# EXERCISE TASK A:
In the traditional leader profile, transcribe the passage that starts at "But on graduation" and ends at "a delightful tease.".
# EXERCISE TASK B:
List every year mentioned in the profile of Paramount Chief Louis Lopua Naita Lobor.

# TEXT PROVIDED:
=======
Traditional Leaders Profiles
Paramount Chief Louis Lopua Naita Lobor,
Paramount Chief of the Toposa, Naurus, Kapoeta, Eastern Equatoria
‘My safari is nearly
over,’ but ‘now [that peace has come] it is the
time of sorghum.’
Senior statesman of the group, Paramount Chief Louis Lopua
Naito Lobor was born in 1938, one of ten children to his farmer
father. He attended school in Uganda, and studied to be a
teacher, specialising in mathematics, English and history.
But on graduation in 1963 he instead joined the East Africa
Safari company in Rwanda, where he worked for the next three
years.
Eventually returning to Sudan in 1973, he became Paramount
Chief in 1977. Despite his increasing frailty, and with successful
cataract operations conducted in Nairobi in 2004 behind him,
Chief Louis has a constant glimmer of mischief in his eye
and is a delightful tease.
=======
# DATASET SECTION:

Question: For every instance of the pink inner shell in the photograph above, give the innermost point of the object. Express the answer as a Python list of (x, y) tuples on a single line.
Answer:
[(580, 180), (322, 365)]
=======
# COMPLETE OUTPUT A:
But on graduation in 1963 he instead joined the East Africa
Safari company in Rwanda, where he worked for the next three
years.
Eventually returning to Sudan in 1973, he became Paramount
Chief in 1977. Despite his increasing frailty, and with successful
cataract operations conducted in Nairobi in 2004 behind him,
Chief Louis has a constant glimmer of mischief in his eye
and is a delightful tease.

# COMPLETE OUTPUT B:
1938, 1963, 1973, 1977, 2004